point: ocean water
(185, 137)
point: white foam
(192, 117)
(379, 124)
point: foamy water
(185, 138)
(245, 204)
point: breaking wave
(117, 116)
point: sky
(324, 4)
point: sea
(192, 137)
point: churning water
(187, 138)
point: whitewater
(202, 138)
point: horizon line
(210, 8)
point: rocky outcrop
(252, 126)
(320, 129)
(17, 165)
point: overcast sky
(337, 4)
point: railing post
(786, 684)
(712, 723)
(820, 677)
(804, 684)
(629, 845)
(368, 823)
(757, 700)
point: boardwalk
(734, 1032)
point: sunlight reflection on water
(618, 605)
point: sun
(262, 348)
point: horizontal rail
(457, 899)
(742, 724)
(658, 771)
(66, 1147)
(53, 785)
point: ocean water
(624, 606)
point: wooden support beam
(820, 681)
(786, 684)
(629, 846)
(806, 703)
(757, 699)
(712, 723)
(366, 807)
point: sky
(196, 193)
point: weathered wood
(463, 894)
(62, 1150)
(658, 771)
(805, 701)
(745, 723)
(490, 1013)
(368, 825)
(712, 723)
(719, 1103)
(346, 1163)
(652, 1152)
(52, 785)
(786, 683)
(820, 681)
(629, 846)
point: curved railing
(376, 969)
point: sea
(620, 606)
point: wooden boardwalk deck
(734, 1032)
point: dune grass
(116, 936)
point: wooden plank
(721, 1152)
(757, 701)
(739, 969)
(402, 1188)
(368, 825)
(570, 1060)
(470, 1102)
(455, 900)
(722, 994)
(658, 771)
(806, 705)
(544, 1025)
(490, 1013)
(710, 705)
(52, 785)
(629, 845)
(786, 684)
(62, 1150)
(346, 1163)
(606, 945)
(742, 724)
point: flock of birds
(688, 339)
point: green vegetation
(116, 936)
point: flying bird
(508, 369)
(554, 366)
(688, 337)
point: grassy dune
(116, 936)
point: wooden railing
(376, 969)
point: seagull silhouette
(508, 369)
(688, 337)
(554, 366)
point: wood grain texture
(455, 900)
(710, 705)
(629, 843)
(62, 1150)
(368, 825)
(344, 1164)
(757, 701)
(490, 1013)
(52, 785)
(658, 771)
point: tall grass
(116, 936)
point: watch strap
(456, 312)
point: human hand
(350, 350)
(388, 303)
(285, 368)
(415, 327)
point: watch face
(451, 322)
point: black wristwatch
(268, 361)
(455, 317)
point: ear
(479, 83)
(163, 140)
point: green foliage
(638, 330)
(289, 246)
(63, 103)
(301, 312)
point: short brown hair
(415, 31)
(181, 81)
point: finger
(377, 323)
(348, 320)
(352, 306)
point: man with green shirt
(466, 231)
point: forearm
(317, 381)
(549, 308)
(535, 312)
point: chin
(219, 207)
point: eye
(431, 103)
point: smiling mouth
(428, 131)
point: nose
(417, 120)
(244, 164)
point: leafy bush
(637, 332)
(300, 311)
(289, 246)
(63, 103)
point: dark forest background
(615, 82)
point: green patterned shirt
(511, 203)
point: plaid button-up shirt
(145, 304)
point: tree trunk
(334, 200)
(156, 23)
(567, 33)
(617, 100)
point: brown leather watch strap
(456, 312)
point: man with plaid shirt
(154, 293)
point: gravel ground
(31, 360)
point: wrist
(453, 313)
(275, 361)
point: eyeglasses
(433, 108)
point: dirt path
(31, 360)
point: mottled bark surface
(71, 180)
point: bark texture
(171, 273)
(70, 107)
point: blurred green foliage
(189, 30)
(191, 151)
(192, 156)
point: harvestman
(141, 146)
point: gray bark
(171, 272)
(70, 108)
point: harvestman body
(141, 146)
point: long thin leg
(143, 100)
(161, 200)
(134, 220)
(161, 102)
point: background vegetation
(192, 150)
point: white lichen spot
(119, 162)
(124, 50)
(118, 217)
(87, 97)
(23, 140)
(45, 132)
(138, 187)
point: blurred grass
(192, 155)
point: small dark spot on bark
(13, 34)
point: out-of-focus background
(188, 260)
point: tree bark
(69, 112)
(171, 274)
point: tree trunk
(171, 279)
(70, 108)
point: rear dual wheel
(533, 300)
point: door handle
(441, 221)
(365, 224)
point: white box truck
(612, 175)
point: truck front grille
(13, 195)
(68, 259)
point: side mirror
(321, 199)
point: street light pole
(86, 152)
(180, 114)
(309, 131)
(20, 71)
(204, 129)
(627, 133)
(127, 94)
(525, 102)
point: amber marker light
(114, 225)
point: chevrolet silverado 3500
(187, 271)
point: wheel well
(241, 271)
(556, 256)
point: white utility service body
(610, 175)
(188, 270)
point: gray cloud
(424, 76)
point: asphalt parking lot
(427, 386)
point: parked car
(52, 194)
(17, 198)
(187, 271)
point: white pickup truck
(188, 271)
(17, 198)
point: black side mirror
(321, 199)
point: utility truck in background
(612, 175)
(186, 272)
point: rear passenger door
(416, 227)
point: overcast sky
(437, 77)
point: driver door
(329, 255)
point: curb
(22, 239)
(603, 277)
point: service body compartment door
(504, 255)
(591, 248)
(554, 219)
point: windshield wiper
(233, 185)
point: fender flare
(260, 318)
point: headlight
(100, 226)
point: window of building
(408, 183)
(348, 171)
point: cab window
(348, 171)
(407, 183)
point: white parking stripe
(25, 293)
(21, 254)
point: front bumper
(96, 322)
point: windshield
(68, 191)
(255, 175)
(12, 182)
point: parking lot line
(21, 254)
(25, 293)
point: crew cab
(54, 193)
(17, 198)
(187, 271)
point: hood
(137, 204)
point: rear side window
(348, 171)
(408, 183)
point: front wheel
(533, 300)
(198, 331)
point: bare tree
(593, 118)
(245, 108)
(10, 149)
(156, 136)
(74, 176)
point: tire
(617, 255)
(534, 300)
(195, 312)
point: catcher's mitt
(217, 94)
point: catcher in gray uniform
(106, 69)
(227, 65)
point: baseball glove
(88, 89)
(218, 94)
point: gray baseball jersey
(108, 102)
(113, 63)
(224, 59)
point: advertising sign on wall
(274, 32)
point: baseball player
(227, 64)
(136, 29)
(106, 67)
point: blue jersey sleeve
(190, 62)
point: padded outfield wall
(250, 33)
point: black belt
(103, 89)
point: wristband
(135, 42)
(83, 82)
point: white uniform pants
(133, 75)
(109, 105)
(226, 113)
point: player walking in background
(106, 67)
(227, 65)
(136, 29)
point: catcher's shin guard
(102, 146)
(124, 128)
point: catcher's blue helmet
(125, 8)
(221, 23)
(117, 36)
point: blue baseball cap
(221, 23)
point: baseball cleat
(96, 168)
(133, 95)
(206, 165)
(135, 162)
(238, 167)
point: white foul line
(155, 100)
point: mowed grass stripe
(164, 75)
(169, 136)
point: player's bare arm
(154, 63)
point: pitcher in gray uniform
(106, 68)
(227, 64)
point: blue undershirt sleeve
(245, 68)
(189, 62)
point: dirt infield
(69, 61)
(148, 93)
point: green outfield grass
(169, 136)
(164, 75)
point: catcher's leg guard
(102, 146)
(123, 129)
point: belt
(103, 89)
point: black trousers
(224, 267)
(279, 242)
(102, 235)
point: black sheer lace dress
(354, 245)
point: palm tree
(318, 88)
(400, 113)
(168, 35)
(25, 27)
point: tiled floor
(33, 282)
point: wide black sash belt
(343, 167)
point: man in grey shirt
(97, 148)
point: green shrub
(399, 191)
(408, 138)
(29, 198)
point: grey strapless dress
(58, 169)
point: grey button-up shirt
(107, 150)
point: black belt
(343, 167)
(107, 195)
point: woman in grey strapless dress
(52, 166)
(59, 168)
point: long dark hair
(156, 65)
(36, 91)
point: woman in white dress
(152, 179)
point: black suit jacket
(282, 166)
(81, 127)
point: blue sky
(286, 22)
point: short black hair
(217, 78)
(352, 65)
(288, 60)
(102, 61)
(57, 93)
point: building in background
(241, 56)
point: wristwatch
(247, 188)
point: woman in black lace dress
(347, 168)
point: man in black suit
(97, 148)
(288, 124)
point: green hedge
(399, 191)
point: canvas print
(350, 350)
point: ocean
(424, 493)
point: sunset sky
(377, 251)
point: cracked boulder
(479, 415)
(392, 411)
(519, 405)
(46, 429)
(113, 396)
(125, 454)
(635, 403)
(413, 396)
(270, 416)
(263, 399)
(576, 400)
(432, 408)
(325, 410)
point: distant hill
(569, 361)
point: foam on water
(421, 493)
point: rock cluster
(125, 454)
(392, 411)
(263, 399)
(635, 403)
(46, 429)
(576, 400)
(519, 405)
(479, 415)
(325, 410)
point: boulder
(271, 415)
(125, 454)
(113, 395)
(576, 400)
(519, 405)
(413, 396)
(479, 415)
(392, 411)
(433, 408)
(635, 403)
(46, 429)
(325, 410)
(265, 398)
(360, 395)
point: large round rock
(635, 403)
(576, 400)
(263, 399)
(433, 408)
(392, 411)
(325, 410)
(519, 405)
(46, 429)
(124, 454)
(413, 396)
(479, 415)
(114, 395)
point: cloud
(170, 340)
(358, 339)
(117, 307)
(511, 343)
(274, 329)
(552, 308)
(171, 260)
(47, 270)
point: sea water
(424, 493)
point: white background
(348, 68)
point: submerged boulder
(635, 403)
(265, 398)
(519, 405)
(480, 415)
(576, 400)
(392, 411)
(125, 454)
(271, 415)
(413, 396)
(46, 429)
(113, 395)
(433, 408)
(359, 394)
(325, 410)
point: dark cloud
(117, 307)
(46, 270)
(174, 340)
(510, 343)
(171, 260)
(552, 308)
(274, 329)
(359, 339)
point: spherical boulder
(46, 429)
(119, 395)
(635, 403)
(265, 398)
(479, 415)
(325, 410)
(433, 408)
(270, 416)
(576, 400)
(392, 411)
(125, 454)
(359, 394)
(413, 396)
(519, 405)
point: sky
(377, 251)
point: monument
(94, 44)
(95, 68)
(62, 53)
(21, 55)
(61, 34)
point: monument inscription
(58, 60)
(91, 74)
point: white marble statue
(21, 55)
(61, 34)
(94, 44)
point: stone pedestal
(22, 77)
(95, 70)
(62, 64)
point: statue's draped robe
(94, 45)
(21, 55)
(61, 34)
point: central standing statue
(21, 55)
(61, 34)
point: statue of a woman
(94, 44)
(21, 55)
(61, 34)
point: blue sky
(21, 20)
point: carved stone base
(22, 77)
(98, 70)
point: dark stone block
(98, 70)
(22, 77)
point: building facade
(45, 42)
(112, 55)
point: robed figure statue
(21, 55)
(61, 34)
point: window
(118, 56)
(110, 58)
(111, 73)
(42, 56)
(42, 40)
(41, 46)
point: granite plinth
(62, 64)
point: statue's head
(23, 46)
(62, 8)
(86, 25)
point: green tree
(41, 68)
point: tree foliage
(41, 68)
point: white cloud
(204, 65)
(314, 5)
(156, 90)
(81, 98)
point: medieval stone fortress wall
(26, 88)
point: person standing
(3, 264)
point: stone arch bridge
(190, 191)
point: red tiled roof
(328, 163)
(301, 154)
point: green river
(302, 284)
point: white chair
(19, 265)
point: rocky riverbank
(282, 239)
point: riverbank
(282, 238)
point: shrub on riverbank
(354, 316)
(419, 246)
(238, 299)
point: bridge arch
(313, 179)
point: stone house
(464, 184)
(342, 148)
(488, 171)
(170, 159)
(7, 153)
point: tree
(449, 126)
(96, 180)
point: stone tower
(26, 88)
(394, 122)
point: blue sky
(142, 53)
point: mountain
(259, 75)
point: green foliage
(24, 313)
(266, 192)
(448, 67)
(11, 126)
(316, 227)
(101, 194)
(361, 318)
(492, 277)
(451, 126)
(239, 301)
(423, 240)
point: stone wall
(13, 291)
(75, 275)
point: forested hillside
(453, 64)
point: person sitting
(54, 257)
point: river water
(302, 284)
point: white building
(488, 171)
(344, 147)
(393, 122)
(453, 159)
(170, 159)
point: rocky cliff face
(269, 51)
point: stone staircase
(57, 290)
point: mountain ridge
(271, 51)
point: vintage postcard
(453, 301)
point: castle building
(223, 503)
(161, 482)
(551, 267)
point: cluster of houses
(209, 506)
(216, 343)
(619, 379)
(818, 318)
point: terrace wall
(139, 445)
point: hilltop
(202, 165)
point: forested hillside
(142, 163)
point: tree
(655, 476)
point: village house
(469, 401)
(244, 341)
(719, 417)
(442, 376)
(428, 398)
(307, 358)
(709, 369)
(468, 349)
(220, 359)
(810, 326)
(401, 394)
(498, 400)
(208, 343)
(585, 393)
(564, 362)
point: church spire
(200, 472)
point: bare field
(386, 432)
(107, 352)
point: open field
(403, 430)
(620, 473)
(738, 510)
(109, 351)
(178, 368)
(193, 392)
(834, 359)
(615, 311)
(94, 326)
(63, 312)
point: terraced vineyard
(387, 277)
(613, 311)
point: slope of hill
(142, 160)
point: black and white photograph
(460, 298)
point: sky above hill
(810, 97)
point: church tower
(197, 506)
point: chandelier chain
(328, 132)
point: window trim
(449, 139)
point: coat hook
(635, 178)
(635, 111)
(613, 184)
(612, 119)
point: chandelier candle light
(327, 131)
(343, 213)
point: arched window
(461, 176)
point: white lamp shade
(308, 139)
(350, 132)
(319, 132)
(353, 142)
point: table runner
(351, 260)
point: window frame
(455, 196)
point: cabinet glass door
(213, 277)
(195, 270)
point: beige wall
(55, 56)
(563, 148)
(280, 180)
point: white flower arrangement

+--

## Stated problem
Rewrite the data above as a JSON list of strings, one string per line with blank lines omitted, starting at the line containing "point: white lamp shade" and running through the last line of the data.

## Complete answer
[
  "point: white lamp shade",
  "(308, 139)",
  "(350, 132)",
  "(319, 132)",
  "(353, 142)",
  "point: table runner",
  "(351, 260)",
  "point: window frame",
  "(455, 196)",
  "point: cabinet glass door",
  "(213, 277)",
  "(195, 270)",
  "point: beige wall",
  "(55, 56)",
  "(563, 148)",
  "(280, 180)",
  "point: white flower arrangement"
]